__FRAGMENTO SELECCIONADO__.
▶

Cuando tenía 12 años se me ocurrió sugerirle ingenuamente al cura de religión, delante de toda la clase, que si Dios estaba en todas partes estaría también en el infierno.
Su reacción ante lo que tradujo como grave impertinencia fue montar en cólera y echarme de clase con cajas destempladas. Estábamos en plena dictadura franquista e imperaba la ortodoxia del nacional-catolicismo… así que mi comentario le debió sonar a sacrilegio puro. Aunque seguro que hoy seguiría escandalizando a bastante gente.
Ni que decir tiene que la expulsión me resultó traumática, por la vergüenza que pasé sintiendo las burlonas miradas de mis compañeros mientras alcanzaba la puerta de salida, y sobre todo por el convencimiento de que había blasfemado, vista la reacción del cura, y a ver qué hacía yo ahora para reparar el rebote divino que había provocado.
Años más tarde, uno de esos maestros del viaje interior con los que he tenido la suerte de encontrarme en la vida, que muy zen él utilizaba la provocación como estilete de apertura de la consciencia, soltó en una conferencia: “Dios y el Diablo son la misma cosa”. Por suerte para mí, había leído ya por entonces algo sobre la ley de los opuestos del Tao y así evité rememorar el trauma del cura del instituto, que tampoco era el sitio adecuado allí en medio de la charla. Pero es que hubo más. Comprendí en ese momento el verdadero sentido que encerraban dichas palabras tan aparentemente irreverentes.

El Dios de las mil caras
El anhelo espiritual es algo incuestionable. De hecho no ha habido cultura a lo largo de los siglos en la que no se haya manifestado, germinando de un modo u otro.
Pero es entendible que, históricamente, las diferentes culturas hayan interpretado la espiritualidad desde sus respectivas mentalidades, prejuicios, necesidades y temores. Los pueblos antiguos, marcados por la exigua supervivencia, adoraban a animales. Después, sociedades más asentadas alzaron su mirada al firmamento y embriagados por sus misterios los sustituyeron, aunque no del todo, por los astros, sobre todo por el dios sol dador de vida. Por ejemplo, en el Egipto de los faraones el dios Ra compartía culto con animales como el buey Apis.

◀

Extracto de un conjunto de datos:
▶

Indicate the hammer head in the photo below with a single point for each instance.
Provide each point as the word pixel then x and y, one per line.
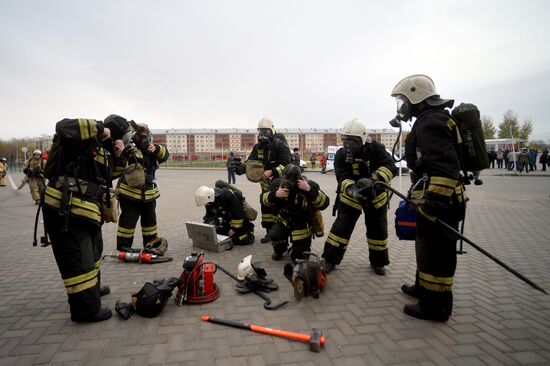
pixel 316 340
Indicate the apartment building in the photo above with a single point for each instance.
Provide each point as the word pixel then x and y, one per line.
pixel 184 143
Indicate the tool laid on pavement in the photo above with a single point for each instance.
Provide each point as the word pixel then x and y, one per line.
pixel 197 281
pixel 308 276
pixel 140 257
pixel 460 236
pixel 315 339
pixel 242 286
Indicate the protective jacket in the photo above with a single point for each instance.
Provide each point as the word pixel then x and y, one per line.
pixel 372 162
pixel 228 207
pixel 83 170
pixel 150 163
pixel 293 216
pixel 432 150
pixel 275 156
pixel 80 176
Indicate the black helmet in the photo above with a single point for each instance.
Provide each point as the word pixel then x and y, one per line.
pixel 293 172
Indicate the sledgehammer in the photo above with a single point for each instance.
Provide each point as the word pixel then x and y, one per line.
pixel 315 339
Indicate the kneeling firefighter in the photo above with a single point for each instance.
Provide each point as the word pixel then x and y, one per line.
pixel 432 150
pixel 138 192
pixel 226 204
pixel 356 165
pixel 76 202
pixel 295 199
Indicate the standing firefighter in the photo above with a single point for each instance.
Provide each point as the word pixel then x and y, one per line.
pixel 274 154
pixel 3 171
pixel 34 171
pixel 138 192
pixel 79 172
pixel 359 163
pixel 295 199
pixel 226 202
pixel 431 150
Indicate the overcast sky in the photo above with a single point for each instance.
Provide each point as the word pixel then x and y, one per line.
pixel 193 64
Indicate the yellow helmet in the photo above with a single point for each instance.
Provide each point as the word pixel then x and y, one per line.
pixel 204 195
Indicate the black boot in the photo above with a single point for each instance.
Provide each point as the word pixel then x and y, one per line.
pixel 379 270
pixel 104 290
pixel 410 290
pixel 415 311
pixel 102 314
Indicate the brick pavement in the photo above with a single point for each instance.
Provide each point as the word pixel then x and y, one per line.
pixel 497 318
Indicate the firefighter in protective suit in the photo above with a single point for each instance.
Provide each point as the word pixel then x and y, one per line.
pixel 34 170
pixel 357 165
pixel 293 197
pixel 431 150
pixel 79 171
pixel 138 192
pixel 274 153
pixel 224 203
pixel 3 171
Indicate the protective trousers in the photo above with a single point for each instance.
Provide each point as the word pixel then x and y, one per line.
pixel 268 218
pixel 35 184
pixel 78 256
pixel 376 222
pixel 436 263
pixel 130 212
pixel 299 234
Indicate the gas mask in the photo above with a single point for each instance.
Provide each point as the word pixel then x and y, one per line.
pixel 352 147
pixel 264 136
pixel 404 109
pixel 143 138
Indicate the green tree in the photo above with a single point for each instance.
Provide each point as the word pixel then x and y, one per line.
pixel 509 122
pixel 488 126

◀

Responde a estas preguntas sobre el fragmento seleccionado:
1. ¿Qué edad tenía quien narra cuando le hizo el comentario al cura de religión?
2. ¿Qué frase soltó el maestro del viaje interior en una conferencia?
3. ¿Con qué animal compartía culto el dios Ra en el Egipto de los faraones?

__RESPUESTA CORRECTA__.
1. Tenía 12 años.
2. “Dios y el Diablo son la misma cosa”.
3. Con el buey Apis.